Point annotation records →
===

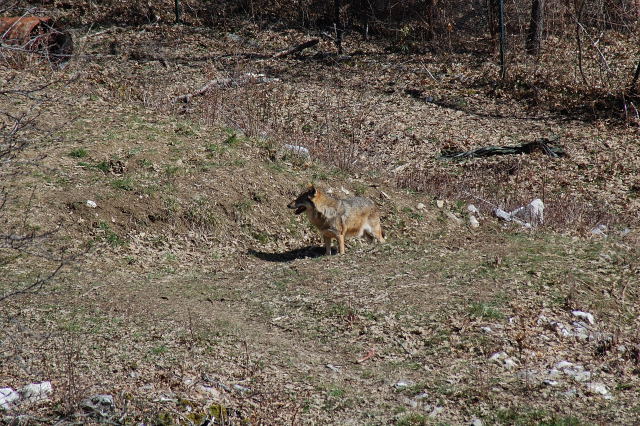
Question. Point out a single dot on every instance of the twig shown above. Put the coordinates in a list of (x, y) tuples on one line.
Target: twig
[(297, 48)]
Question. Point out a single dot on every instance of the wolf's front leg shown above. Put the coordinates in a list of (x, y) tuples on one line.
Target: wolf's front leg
[(341, 244), (327, 244)]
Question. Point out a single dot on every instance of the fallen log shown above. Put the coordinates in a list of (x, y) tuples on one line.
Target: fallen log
[(543, 145), (36, 34), (298, 48), (226, 82)]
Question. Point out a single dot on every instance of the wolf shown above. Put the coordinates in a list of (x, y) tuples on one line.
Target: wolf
[(339, 218)]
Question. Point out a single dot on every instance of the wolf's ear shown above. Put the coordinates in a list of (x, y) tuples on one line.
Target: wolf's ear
[(312, 189)]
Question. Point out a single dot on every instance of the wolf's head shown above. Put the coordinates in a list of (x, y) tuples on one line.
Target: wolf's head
[(304, 200)]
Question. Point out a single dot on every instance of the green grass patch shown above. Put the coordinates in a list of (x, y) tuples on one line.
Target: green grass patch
[(485, 310), (126, 184), (78, 153)]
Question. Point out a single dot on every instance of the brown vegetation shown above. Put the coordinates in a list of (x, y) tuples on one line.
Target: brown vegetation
[(202, 297)]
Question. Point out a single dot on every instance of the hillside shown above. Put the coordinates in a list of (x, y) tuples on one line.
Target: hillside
[(198, 295)]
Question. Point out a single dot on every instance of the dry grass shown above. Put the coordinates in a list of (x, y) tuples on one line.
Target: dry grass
[(204, 297)]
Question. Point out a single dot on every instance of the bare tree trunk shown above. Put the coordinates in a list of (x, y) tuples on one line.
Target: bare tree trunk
[(492, 17), (503, 47), (634, 82), (178, 11), (338, 25), (534, 35), (431, 18), (578, 6)]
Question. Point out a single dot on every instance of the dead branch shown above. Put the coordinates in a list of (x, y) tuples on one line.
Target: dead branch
[(226, 82), (297, 48)]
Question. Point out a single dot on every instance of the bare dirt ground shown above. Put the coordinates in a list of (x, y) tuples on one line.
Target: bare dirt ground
[(201, 297)]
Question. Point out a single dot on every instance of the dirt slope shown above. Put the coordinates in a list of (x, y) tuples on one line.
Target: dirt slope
[(202, 296)]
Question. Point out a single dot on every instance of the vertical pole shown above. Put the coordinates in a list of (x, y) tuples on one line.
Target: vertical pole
[(178, 12), (632, 87), (503, 67), (337, 4)]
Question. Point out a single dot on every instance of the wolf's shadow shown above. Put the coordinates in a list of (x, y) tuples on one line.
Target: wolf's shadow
[(288, 256)]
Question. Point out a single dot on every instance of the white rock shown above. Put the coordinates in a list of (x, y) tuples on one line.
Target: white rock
[(401, 384), (36, 391), (400, 168), (209, 391), (473, 210), (510, 363), (7, 397), (241, 388), (571, 393), (563, 364), (436, 411), (298, 150), (501, 214), (498, 356), (99, 404), (454, 218), (535, 211), (584, 315), (597, 388)]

===

Your instructions → Rewrite the lines above as a numbered list, skipping any blank lines. Leave the pictures out of your answer.

Reply →
1. Question. Point out a single dot on every instance of the twig shown above. Put the coordinates in a list of (x, y) tuples on one line.
2. Target: twig
3. [(297, 48)]
4. Question. Point out a single dot on every instance of the wolf's front leg shown above. Put the coordinates in a list of (x, y) tuples on one line.
5. Target: wolf's front leg
6. [(341, 244), (327, 244)]
7. Question. Point out a single dot on every instance of the fallen log shown above. Put the coordinates in a list of (x, y) tuples on one line.
8. Target: fallen log
9. [(543, 145), (36, 34), (298, 48), (226, 82)]
10. Question. Point out a single dot on every instance of the wolf shown above. Put the coordinates in a list of (x, y) tuples on one line.
11. Target: wolf
12. [(339, 218)]
13. Question. Point out a single dot on every instance of the wolf's ear shown above. Put the coordinates in a list of (x, y) tuples on one line.
14. Target: wolf's ear
15. [(312, 189)]
16. Question. Point out a single dot on every instance of the wolf's head shown above. Put the coordinates in a list of (x, y) tuples on one line.
17. Target: wolf's head
18. [(304, 200)]
19. Question. Point out a single dot on every instance of the green grass patch shown above. Put the coordinates in a list of (x, y) tuples on one line.
20. Target: green grass patch
21. [(485, 310), (126, 184), (78, 153)]
22. Question. Point out a single dot on every instance of the brown vegetation shown above. Put the coordinates in a list of (x, y) tuples on one line.
23. Target: brown vegetation
24. [(202, 297)]
25. Question. Point out a single dot on every instance of the hillside shown above. Put the coordinates in a list of (x, y) tuples on one line.
26. Target: hillside
27. [(198, 295)]
28. Question. Point out a single dot on every instance of the dry grass shown above. Put the coordinates in a list of (x, y) tuples on one line.
29. Target: dry grass
30. [(204, 297)]
31. Question. Point out a single dot on every instance of the bare tree trunk shown above. Put the coordinates in a list of (x, y) tuples on one line.
32. Target: bare tree trunk
33. [(492, 17), (503, 47), (634, 82), (178, 11), (338, 25), (534, 35), (431, 18), (578, 6)]
34. Question. Point out a single dot on every instance of the dead branch shown above. Put the coordinates in a list of (x, y) tuples on one line.
35. Target: dead branch
36. [(226, 82), (297, 48)]
37. Question. Point out a single dot on every instance of the bare dirt ground shown above. Put the coordinates in a list of (x, y) tuples on one line.
38. Target: bare dirt ground
39. [(201, 297)]
40. Question. Point out a single dot on every instance of the dirt slope shown above. Put the coordinates in a list of (x, y) tuples on one line.
41. Target: dirt slope
42. [(202, 296)]
43. Question. Point out a single dot on every instance of the vertical pole shown above. Put the coordinates in a list of (x, y) tuples on one line.
44. Target: vertical pole
45. [(178, 12), (632, 87), (503, 67), (337, 4)]
46. Question. Point out a single dot on every instance of the wolf's shadow shown above. Put the coordinates in a list of (x, y) tuples on one line.
47. Target: wolf's shadow
48. [(288, 256)]
49. Question. Point out a single dot on every instance of the white rock shown above. Put the coordinates in a list of (x, y) tuples on one line.
50. Target: white rock
51. [(401, 384), (36, 391), (400, 168), (209, 391), (473, 210), (510, 363), (7, 397), (241, 388), (571, 393), (563, 364), (436, 411), (298, 150), (501, 214), (498, 356), (99, 404), (454, 218), (535, 211), (584, 315), (597, 388)]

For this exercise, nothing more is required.